WORK ORDER =>
Retype each line of the material exactly, please, skipping any picture in it.
━━ RECORDS ━━
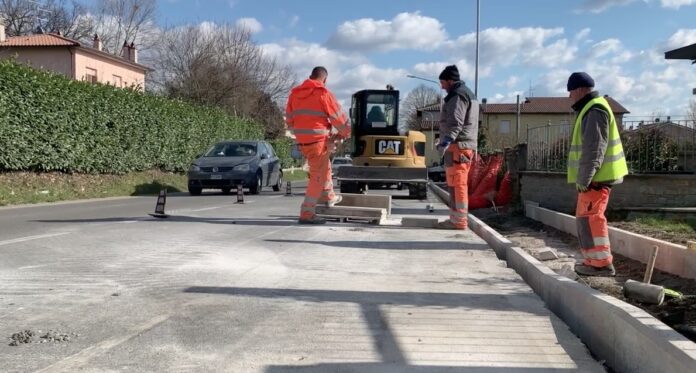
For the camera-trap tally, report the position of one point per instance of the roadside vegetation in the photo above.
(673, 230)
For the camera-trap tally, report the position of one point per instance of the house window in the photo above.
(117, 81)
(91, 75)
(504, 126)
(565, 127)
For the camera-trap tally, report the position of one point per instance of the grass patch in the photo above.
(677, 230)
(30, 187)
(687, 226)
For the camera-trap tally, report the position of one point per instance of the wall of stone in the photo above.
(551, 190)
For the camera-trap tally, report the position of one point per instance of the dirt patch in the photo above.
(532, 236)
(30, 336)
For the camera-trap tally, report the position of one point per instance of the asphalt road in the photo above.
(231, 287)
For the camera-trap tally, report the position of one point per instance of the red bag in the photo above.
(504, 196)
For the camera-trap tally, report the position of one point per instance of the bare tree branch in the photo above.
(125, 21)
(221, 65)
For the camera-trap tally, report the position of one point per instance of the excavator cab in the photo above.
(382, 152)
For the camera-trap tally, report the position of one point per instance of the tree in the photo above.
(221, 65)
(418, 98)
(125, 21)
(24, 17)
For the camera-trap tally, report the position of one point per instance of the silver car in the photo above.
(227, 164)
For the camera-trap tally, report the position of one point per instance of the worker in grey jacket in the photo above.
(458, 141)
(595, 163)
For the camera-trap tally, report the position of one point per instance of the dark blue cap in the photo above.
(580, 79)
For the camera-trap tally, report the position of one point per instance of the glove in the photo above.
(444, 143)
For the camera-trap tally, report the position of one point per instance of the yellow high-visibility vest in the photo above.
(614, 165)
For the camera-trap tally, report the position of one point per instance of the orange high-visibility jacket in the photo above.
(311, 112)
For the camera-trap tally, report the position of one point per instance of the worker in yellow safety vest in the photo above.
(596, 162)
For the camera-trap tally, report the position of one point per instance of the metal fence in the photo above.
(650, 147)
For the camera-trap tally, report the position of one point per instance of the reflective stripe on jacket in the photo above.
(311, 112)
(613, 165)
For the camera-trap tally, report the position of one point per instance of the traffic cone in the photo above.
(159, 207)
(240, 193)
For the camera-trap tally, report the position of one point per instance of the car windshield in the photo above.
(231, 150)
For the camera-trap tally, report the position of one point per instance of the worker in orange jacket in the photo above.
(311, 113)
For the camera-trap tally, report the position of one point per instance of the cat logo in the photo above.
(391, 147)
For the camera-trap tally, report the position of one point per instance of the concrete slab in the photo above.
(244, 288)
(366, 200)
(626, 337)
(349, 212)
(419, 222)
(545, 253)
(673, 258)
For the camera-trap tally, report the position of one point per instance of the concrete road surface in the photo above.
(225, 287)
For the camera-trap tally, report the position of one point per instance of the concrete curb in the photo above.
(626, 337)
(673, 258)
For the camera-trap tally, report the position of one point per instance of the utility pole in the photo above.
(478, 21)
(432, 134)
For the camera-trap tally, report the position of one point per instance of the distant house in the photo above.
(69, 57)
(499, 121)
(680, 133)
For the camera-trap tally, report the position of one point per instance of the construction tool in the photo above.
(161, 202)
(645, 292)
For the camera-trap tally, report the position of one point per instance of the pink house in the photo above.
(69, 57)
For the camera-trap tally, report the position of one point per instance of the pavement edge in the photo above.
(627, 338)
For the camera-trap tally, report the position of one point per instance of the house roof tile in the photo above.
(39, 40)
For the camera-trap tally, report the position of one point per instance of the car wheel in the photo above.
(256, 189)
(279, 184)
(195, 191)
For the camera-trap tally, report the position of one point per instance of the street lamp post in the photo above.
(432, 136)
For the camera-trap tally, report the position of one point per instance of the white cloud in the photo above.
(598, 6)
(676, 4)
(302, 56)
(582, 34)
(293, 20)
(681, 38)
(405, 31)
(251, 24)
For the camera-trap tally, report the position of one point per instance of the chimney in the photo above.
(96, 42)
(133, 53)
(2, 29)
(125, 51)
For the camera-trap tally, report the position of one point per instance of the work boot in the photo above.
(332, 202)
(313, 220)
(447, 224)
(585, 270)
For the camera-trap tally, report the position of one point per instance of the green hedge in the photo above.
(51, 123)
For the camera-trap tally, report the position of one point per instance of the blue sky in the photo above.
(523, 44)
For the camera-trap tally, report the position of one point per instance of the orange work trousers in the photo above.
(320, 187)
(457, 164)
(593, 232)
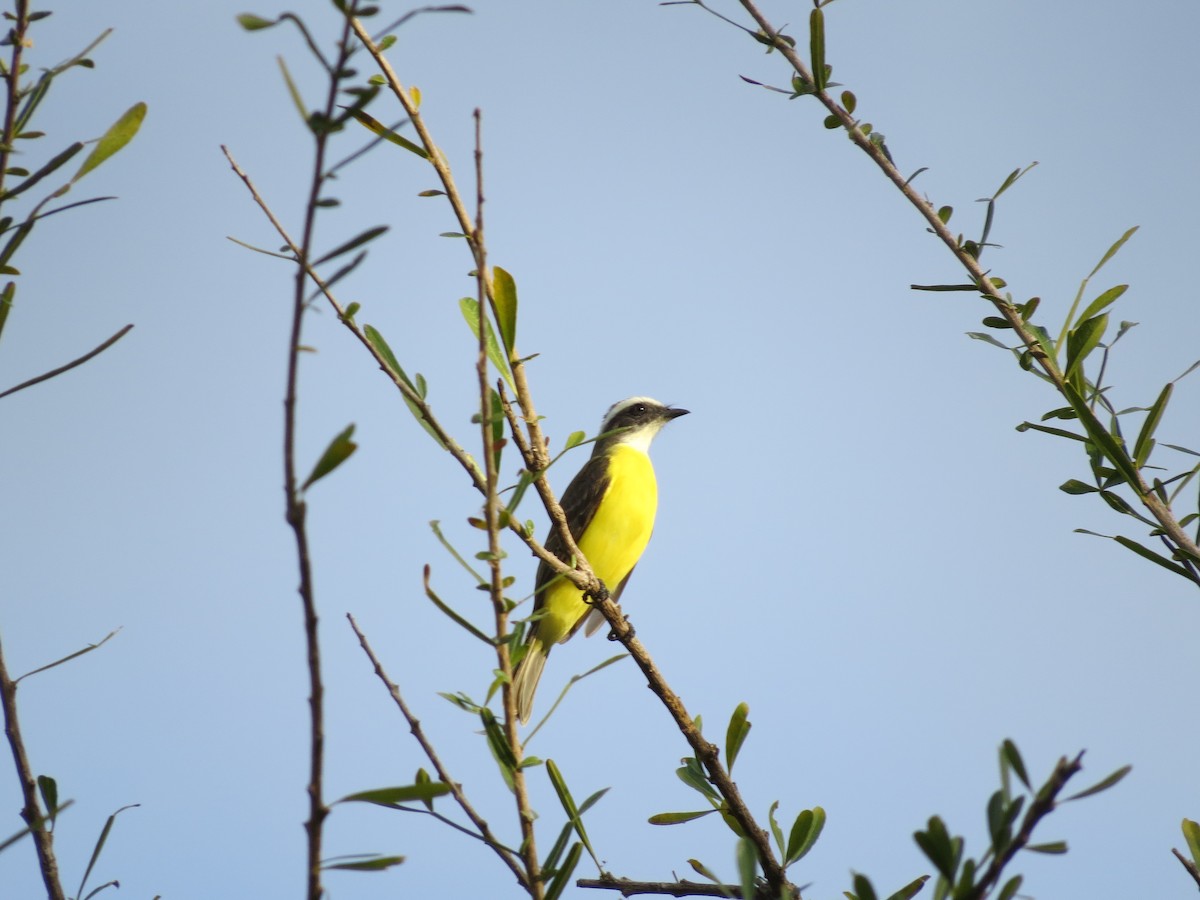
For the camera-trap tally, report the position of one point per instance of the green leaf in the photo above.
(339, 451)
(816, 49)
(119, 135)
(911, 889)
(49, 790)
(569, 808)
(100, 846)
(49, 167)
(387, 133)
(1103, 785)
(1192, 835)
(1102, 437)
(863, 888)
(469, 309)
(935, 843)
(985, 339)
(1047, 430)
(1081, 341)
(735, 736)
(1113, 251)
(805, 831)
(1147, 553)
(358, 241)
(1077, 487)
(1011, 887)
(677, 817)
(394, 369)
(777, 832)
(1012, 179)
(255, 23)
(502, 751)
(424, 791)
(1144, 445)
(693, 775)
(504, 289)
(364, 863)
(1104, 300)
━━━
OUTPUT OF THE EXERCISE =>
For the camera-trap tally, report the position of one point per instance of the roadside vegetation in the photo above.
(673, 230)
For the camera-trap tally, report the position of one point per instance of the house window in the photo above.
(117, 81)
(91, 75)
(504, 126)
(565, 127)
For the camera-trap tally, report the position of one point per instance of the grass patch in the photo above.
(677, 230)
(30, 187)
(687, 226)
For the camera-trap tally, report the position of one point per instance of the wall of stone in the photo above.
(551, 190)
For the camera-trap tally, report the position of one point per instance of the dirt patch in the photo above.
(532, 236)
(30, 336)
For the camera-trap tally, report the position of one point per instance of the asphalt road in the photo above.
(231, 287)
For the camera-trap tally, report the position of one point per instance of the red bag in the photo above.
(504, 196)
For the camera-trap tally, report the position of one point per instance of the bare tree branch in the photo above.
(125, 21)
(221, 65)
For the camera-trap tally, report the position of one point per instance of the excavator cab in the photo above.
(382, 152)
For the camera-trap tally, report the position of one point per instance of the tree in the photo above.
(221, 65)
(418, 98)
(125, 21)
(24, 17)
For the camera-trap tally, report the position of one point per instance of the silver car in the photo above.
(227, 164)
For the camera-trap tally, report the position of one point per instance of the worker in grey jacket in the photo above.
(458, 141)
(595, 163)
For the camera-trap tally, report the position of one point per instance of the dark blue cap in the photo above.
(580, 79)
For the camera-trap tally, report the position of one point per instance of the glove in the photo above.
(444, 143)
For the camera-trap tally, report the position of one point per instance of the yellow high-visibility vest in the photo above.
(614, 165)
For the camera-trap tally, report the position of one point per instance of the orange high-visibility jacket in the photo above.
(311, 112)
For the camera-trap tally, report the position of one point per instance of the worker in yellow safety vest in the photo above.
(596, 162)
For the camera-trap tally, report the position of one point per instance of the metal fence in the photo above.
(650, 147)
For the camera-trap tally, report the position of one point per instance of the reflective stripe on jacket in the photo above.
(311, 112)
(613, 165)
For the camera-trap tally, report the position of one point per instance of the traffic cone in the photo above.
(159, 207)
(240, 193)
For the camera-trap tally, report the position of one point per instance of the car windshield in the photo above.
(231, 150)
For the camera-trap tally, report the position of one point per instance of the worker in orange jacket in the photo above.
(311, 113)
For the camera-trap tally, report the position of one point per instance of the cat logo in the photo above.
(391, 147)
For the camera-trap tally, report the position of one point per instance of the concrete slab in the photo above.
(244, 288)
(366, 200)
(626, 337)
(349, 212)
(419, 222)
(545, 253)
(673, 258)
For the camera-trap tally, report the position of one point per instance of the concrete road surface in the photo above.
(225, 287)
For the camera-trap tally, report the position of one point per instance of the concrete curb in the photo above.
(626, 337)
(673, 258)
For the camera-trap tally, report the position of one point per instance of the utility pole in the photo above.
(478, 21)
(432, 134)
For the camera-trap tally, report the position of one point per instance of the distant house in the photo above.
(69, 57)
(499, 121)
(680, 133)
For the camera-trap tally, report the position of one point per instance of the construction tool in the photo above.
(161, 202)
(645, 292)
For the camera-trap tally, report the position of one point per instance of the pink house in the photo above.
(69, 57)
For the camera-trap tally, report the position of one point per instance of the pavement edge in the photo above.
(627, 338)
For the camera-trap tally, report the position of one point per instance of the house roof tile in the photo above.
(39, 40)
For the camera-trap tally, report the position of one point per instance of the car wheel in the photo above.
(256, 189)
(279, 184)
(195, 191)
For the camera-trap tally, report the position of one point per instance of the street lamp post in the photo above.
(432, 136)
For the camera-trap tally, report the position of one point per instance of the white cloud in the photo above.
(598, 6)
(676, 4)
(302, 56)
(582, 34)
(293, 20)
(681, 38)
(405, 31)
(251, 24)
For the camera-trap tally, report the position of one point per instance of the chimney in the photo above.
(96, 42)
(133, 53)
(2, 29)
(125, 51)
For the camera-trap tally, report the position of one point per instance of the work boot in the photo above.
(332, 202)
(313, 220)
(447, 224)
(585, 270)
For the camera-trap tally, report the position of one point per instance of the green hedge in the photo above.
(51, 123)
For the camera-trap tally, report the position of one point per instance of the blue sky in the photo above.
(523, 44)
For the camera-trap tally, report the position of one point per instance of the orange work trousers in the photo above.
(320, 187)
(457, 164)
(593, 232)
For the camera-trap tally, report the position of one point per instance of the green leaf in the photo above.
(339, 451)
(816, 49)
(119, 135)
(911, 889)
(49, 790)
(569, 808)
(100, 846)
(49, 167)
(387, 133)
(1103, 785)
(1192, 835)
(1102, 437)
(863, 888)
(469, 309)
(935, 843)
(985, 339)
(1047, 430)
(1081, 341)
(735, 736)
(1113, 251)
(805, 831)
(1147, 553)
(358, 241)
(1077, 487)
(1011, 887)
(677, 817)
(394, 369)
(777, 832)
(1012, 179)
(255, 23)
(502, 751)
(424, 791)
(1144, 445)
(693, 775)
(504, 289)
(364, 863)
(1104, 300)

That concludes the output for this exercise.